Task prompt: Restate all the data word for word, leaving nothing out.

BEGIN

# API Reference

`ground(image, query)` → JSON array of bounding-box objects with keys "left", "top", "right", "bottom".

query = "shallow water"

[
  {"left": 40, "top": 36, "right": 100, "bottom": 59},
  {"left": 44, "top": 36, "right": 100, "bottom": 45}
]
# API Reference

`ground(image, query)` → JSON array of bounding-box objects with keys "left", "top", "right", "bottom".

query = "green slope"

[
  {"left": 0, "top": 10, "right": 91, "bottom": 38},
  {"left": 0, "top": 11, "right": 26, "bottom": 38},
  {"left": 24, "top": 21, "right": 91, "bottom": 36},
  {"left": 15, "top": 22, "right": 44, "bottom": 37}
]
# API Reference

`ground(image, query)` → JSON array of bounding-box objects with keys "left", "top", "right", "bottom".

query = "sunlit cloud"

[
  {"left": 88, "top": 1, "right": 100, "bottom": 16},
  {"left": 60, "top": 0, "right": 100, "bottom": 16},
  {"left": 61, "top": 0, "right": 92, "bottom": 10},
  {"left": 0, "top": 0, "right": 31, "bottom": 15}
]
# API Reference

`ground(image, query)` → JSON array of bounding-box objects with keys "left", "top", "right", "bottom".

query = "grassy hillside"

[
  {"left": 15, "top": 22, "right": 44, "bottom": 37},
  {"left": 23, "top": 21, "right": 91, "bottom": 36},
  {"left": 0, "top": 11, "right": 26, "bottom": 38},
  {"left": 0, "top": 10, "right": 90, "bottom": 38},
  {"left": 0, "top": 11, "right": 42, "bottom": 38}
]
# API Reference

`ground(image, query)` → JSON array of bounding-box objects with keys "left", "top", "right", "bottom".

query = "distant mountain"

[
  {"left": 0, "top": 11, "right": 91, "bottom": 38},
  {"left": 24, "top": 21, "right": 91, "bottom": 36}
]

END

Result below:
# API Reference

`ground(image, query)` → JSON array of bounding-box objects with keys "left", "top", "right", "bottom".

query = "shallow water"

[
  {"left": 40, "top": 36, "right": 100, "bottom": 59},
  {"left": 44, "top": 36, "right": 100, "bottom": 45}
]
# API Reference

`ground(image, query)` → JSON array of bounding-box objects with keys "left", "top", "right", "bottom".

query = "green slope"

[
  {"left": 0, "top": 10, "right": 91, "bottom": 38},
  {"left": 0, "top": 11, "right": 26, "bottom": 38},
  {"left": 24, "top": 21, "right": 91, "bottom": 36},
  {"left": 15, "top": 22, "right": 44, "bottom": 37}
]
# API Reference

`ground(image, query)` → JSON array of bounding-box objects with keys "left", "top", "right", "bottom".

query = "sunlit cloud"

[
  {"left": 88, "top": 1, "right": 100, "bottom": 16},
  {"left": 60, "top": 0, "right": 100, "bottom": 16},
  {"left": 61, "top": 0, "right": 92, "bottom": 10},
  {"left": 0, "top": 0, "right": 31, "bottom": 15}
]
# API Reference

`ground(image, query)` → JSON array of bounding-box objects with keys "left", "top", "right", "bottom".

query = "grassy hillside"

[
  {"left": 15, "top": 22, "right": 44, "bottom": 37},
  {"left": 23, "top": 21, "right": 91, "bottom": 36},
  {"left": 0, "top": 11, "right": 26, "bottom": 38},
  {"left": 0, "top": 10, "right": 90, "bottom": 38},
  {"left": 0, "top": 11, "right": 42, "bottom": 38}
]
# API Reference

`ground(image, query)` → JSON array of bounding-box objects with keys "left", "top", "right", "bottom".

query = "distant mountain"

[
  {"left": 0, "top": 11, "right": 91, "bottom": 38},
  {"left": 24, "top": 21, "right": 91, "bottom": 36}
]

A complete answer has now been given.